- _DATA SECTION_
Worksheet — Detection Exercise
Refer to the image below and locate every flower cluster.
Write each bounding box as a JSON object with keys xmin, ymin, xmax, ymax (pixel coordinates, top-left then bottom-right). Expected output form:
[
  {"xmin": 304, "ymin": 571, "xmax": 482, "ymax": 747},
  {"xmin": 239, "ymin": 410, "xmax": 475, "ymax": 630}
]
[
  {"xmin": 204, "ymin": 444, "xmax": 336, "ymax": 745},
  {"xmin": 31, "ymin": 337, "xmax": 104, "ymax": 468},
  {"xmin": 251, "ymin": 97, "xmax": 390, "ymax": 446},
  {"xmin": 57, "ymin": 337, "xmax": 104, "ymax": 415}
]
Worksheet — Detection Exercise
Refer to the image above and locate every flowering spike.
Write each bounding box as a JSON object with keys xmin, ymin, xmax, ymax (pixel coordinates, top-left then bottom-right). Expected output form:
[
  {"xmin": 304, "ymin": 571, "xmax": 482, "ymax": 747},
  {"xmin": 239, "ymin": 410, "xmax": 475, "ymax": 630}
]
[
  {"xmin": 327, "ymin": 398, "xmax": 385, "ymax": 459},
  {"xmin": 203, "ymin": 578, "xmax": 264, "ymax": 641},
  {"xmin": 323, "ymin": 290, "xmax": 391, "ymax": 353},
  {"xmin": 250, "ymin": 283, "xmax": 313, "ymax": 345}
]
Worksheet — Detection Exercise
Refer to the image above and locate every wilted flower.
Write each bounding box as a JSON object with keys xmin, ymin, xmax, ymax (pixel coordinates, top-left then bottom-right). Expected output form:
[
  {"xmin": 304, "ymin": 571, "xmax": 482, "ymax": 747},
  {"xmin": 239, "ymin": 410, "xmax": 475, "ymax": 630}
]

- _AIM OF THE TASK_
Set out each line of the entries above as a numbered list, leaving out any blank lines.

- _EXERCISE OUTPUT_
1. Worksheet — Detection Exercise
2. Refer to the image below and locate every flower cluster.
3. Write each bounding box as a JSON object with keys xmin, ymin, xmax, ymax (pixel coordinates, top-left then bottom-right). Expected output form:
4. [
5.   {"xmin": 304, "ymin": 571, "xmax": 482, "ymax": 747},
6.   {"xmin": 239, "ymin": 410, "xmax": 475, "ymax": 630}
7. ]
8. [
9.   {"xmin": 204, "ymin": 444, "xmax": 336, "ymax": 745},
10.   {"xmin": 31, "ymin": 337, "xmax": 104, "ymax": 468},
11.   {"xmin": 251, "ymin": 97, "xmax": 390, "ymax": 446},
12.   {"xmin": 57, "ymin": 337, "xmax": 104, "ymax": 415}
13. ]
14. Worksheet — Detection Exercise
15. Refer to the image above and locate every flowering spike.
16. Write each bounding box as a JSON object with keys xmin, ymin, xmax, ymax (pixel coordinates, top-left then bottom-right). Expected output form:
17. [
18.   {"xmin": 304, "ymin": 571, "xmax": 482, "ymax": 747},
19.   {"xmin": 239, "ymin": 410, "xmax": 475, "ymax": 630}
20. ]
21. [
22.   {"xmin": 327, "ymin": 398, "xmax": 385, "ymax": 459},
23.   {"xmin": 203, "ymin": 578, "xmax": 264, "ymax": 641},
24.   {"xmin": 323, "ymin": 290, "xmax": 391, "ymax": 353},
25.   {"xmin": 250, "ymin": 283, "xmax": 313, "ymax": 345}
26. ]
27. Worksheet — Detection Exercise
28. Refer to the image above and locate every wilted flower.
29. Write each bounding box as a JSON object with keys xmin, ymin, xmax, ymax (pixel coordinates, top-left then bottom-right). Expected output form:
30. [
31.   {"xmin": 304, "ymin": 571, "xmax": 482, "ymax": 747},
32.   {"xmin": 239, "ymin": 410, "xmax": 475, "ymax": 630}
33. ]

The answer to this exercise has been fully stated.